[Exercise objective] Rewrite all of the items below, replacing "trace" with "draw" wherever it occurs and leaving everything else unchanged.

______

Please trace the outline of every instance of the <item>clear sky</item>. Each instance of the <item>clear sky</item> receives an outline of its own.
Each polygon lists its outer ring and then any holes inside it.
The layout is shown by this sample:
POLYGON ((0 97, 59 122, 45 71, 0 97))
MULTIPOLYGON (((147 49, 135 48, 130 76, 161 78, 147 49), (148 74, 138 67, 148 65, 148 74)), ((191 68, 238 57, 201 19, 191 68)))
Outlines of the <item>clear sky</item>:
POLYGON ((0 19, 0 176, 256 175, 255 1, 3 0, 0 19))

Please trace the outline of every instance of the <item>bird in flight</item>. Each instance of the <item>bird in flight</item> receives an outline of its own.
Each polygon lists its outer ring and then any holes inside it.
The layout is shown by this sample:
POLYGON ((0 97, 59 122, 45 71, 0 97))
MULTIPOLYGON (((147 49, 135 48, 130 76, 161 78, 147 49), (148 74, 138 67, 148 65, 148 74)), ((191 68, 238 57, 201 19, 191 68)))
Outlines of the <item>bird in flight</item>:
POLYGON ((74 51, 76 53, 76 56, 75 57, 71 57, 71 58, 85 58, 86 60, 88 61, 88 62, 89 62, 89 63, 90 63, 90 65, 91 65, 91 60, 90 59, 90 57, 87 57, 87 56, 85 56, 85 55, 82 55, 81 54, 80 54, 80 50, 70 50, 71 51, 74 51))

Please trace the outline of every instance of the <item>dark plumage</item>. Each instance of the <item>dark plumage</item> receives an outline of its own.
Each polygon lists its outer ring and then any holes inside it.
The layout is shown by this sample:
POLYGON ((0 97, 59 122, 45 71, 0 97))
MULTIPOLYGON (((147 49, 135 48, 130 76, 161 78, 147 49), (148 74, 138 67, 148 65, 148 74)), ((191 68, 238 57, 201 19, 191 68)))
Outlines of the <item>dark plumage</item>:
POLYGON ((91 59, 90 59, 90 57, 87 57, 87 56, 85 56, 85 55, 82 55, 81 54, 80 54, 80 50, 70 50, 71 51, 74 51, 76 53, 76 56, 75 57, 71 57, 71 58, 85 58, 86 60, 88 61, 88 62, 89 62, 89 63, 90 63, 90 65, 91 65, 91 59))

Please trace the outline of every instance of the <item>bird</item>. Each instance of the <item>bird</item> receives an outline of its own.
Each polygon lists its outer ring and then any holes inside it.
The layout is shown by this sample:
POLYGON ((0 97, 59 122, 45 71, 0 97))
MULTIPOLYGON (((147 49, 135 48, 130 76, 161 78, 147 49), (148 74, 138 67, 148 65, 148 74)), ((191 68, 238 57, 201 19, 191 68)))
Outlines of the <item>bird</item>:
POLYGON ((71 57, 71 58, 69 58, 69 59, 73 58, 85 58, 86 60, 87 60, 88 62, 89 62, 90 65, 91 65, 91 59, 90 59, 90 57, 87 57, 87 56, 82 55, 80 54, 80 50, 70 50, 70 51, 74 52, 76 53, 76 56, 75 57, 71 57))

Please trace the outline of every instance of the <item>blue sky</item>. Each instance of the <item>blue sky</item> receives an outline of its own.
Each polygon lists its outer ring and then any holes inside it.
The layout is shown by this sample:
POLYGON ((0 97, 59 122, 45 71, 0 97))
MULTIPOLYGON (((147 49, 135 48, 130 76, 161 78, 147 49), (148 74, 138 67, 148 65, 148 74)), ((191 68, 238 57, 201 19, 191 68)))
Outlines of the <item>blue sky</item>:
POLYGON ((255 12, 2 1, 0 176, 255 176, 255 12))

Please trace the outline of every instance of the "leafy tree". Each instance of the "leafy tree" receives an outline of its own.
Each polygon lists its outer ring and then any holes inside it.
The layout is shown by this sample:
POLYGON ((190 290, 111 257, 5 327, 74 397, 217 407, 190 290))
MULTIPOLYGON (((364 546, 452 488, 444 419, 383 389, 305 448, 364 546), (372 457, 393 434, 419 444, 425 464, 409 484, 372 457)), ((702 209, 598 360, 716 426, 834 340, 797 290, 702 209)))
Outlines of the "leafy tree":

______

[In response]
Please draw the outline of every instance of the <item>clear sky</item>. Each instance of the <item>clear sky</item> receives an outline of its own.
Each polygon lists its outer ring and then any holes inside it.
The layout is shown by this sample:
POLYGON ((0 97, 59 122, 45 71, 0 97))
MULTIPOLYGON (((147 49, 135 48, 130 76, 161 78, 147 49), (148 74, 138 67, 148 65, 148 74)), ((191 68, 238 57, 201 19, 191 68)))
Outlines of the <item>clear sky</item>:
POLYGON ((0 19, 0 176, 256 175, 255 1, 3 0, 0 19))

Please draw the outline of every instance of the <item>bird in flight</item>. Each instance of the <item>bird in flight</item> receives an outline of its own.
Each polygon lists its outer ring and then any holes inside it.
The layout is shown by this sample:
POLYGON ((0 97, 59 122, 45 71, 0 97))
MULTIPOLYGON (((147 49, 135 48, 130 76, 161 78, 147 49), (148 74, 138 67, 148 65, 148 74)), ((191 68, 238 57, 201 19, 191 68)))
Outlines of the <item>bird in flight</item>:
POLYGON ((74 51, 76 53, 76 56, 75 57, 71 57, 71 58, 85 58, 86 60, 88 61, 88 62, 89 62, 89 63, 90 63, 90 65, 91 65, 91 60, 90 59, 90 57, 87 57, 87 56, 85 56, 85 55, 82 55, 81 54, 80 54, 80 50, 70 50, 71 51, 74 51))

Please draw the outline of every instance of the <item>dark plumage</item>. Each instance of the <item>dark plumage</item> receives an outline of its own.
Each polygon lists its outer ring and then any holes inside it.
The layout is shown by this sample:
POLYGON ((0 97, 59 122, 45 71, 0 97))
MULTIPOLYGON (((147 49, 135 48, 130 76, 161 78, 147 49), (148 74, 138 67, 148 65, 148 74)), ((191 68, 238 57, 201 19, 191 68)))
Outlines of the <item>dark plumage</item>:
POLYGON ((91 59, 90 59, 90 57, 87 57, 87 56, 85 56, 85 55, 82 55, 81 54, 80 54, 80 50, 70 50, 71 51, 74 51, 76 53, 76 56, 75 57, 71 57, 71 58, 85 58, 86 60, 88 61, 88 62, 89 62, 89 63, 90 63, 90 65, 91 65, 91 59))

Please draw the outline of every instance of the <item>bird</item>. Each instance of the <item>bird</item> receives an outline of its own.
Each polygon lists its outer ring and then any holes inside it.
The layout is shown by this sample:
POLYGON ((0 97, 59 122, 45 71, 0 97))
MULTIPOLYGON (((147 49, 135 48, 130 76, 161 78, 147 49), (148 74, 138 67, 148 65, 148 74)), ((191 68, 238 57, 201 19, 191 68)))
Outlines of the <item>bird</item>:
POLYGON ((71 57, 71 58, 69 58, 69 59, 73 58, 85 58, 86 60, 87 60, 88 62, 89 62, 90 65, 91 65, 91 59, 90 59, 90 57, 87 57, 87 56, 82 55, 80 54, 80 50, 70 50, 70 51, 74 52, 76 53, 76 56, 75 57, 71 57))

Please draw the outline of every instance of the <item>blue sky</item>. Each instance of the <item>blue sky</item> receives an outline of its own.
Each polygon lists its outer ring and then any holes inside it.
The layout is shown by this sample:
POLYGON ((0 97, 59 122, 45 71, 0 97))
MULTIPOLYGON (((147 49, 135 48, 130 76, 161 78, 147 49), (148 74, 138 67, 148 65, 148 74)), ((191 68, 238 57, 201 19, 191 68)))
Outlines of the <item>blue sky</item>:
POLYGON ((255 12, 2 1, 0 176, 255 176, 255 12))

Please draw the outline of every instance of the "leafy tree". Each instance of the "leafy tree" receives an outline of its own.
Each polygon lists its outer ring and then any holes inside it.
The layout is shown by this sample:
POLYGON ((190 290, 111 257, 5 327, 74 397, 217 407, 190 290))
MULTIPOLYGON (((364 546, 452 488, 444 419, 383 389, 305 448, 364 546), (372 457, 393 434, 419 444, 425 464, 409 484, 372 457)), ((702 209, 598 360, 716 426, 834 340, 797 290, 702 209)))
Outlines of the "leafy tree":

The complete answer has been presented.